Activity: Look for the string "drop" in the data below, and copy each line that holds it.

Start of Block

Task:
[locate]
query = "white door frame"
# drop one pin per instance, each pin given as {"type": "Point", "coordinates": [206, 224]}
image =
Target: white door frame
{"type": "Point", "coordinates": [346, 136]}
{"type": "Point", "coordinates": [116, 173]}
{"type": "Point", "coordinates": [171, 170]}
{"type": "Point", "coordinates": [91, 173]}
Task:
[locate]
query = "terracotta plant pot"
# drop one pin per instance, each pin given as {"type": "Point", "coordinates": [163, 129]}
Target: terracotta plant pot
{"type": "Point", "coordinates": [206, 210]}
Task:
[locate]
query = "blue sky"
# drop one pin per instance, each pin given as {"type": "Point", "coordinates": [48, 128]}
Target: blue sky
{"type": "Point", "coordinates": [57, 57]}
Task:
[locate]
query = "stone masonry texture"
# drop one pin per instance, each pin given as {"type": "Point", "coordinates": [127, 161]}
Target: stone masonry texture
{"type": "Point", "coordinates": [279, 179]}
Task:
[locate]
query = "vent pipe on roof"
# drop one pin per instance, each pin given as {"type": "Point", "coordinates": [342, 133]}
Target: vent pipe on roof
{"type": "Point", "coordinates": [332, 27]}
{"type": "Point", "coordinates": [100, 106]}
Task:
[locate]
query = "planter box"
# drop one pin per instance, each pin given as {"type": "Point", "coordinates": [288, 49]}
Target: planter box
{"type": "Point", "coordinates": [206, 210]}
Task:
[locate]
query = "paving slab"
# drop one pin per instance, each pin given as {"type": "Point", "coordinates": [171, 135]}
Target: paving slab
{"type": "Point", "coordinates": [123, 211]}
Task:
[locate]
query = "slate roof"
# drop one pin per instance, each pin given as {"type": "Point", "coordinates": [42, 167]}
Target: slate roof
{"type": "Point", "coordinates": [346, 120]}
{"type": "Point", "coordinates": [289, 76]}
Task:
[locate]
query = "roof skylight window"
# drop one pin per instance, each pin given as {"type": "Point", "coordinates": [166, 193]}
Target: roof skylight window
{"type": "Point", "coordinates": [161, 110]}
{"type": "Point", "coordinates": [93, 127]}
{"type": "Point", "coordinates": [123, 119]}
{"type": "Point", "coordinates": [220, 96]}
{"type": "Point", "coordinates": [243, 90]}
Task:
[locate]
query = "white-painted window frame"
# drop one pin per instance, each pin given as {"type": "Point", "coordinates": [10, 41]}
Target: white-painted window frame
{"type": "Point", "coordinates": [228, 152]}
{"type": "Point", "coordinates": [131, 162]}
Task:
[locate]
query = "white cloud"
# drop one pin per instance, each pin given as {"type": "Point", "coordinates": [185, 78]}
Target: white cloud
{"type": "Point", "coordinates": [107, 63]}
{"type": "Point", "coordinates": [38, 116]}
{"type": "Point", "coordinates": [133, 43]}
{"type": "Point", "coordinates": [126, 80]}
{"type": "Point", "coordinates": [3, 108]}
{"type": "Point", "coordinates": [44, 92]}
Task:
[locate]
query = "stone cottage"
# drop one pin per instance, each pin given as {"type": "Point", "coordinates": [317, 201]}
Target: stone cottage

End of Block

Answer area:
# drop one pin per instance, each pin given as {"type": "Point", "coordinates": [206, 224]}
# drop one pin per instance, each pin given as {"type": "Point", "coordinates": [163, 129]}
# drop one pin per instance, each pin given as {"type": "Point", "coordinates": [48, 128]}
# drop one pin per instance, each pin given as {"type": "Point", "coordinates": [127, 161]}
# drop one pin per instance, each pin given as {"type": "Point", "coordinates": [342, 133]}
# drop one pin per instance, each pin given as {"type": "Point", "coordinates": [288, 49]}
# drop one pin per instance, each pin given as {"type": "Point", "coordinates": [171, 135]}
# drop one pin per instance, each pin given as {"type": "Point", "coordinates": [42, 167]}
# drop one pin per instance, each pin given as {"type": "Point", "coordinates": [166, 193]}
# drop one pin per instance, each pin given as {"type": "Point", "coordinates": [10, 41]}
# drop one pin per instance, each pin given as {"type": "Point", "coordinates": [185, 78]}
# drop one pin per instance, each pin given as {"type": "Point", "coordinates": [317, 201]}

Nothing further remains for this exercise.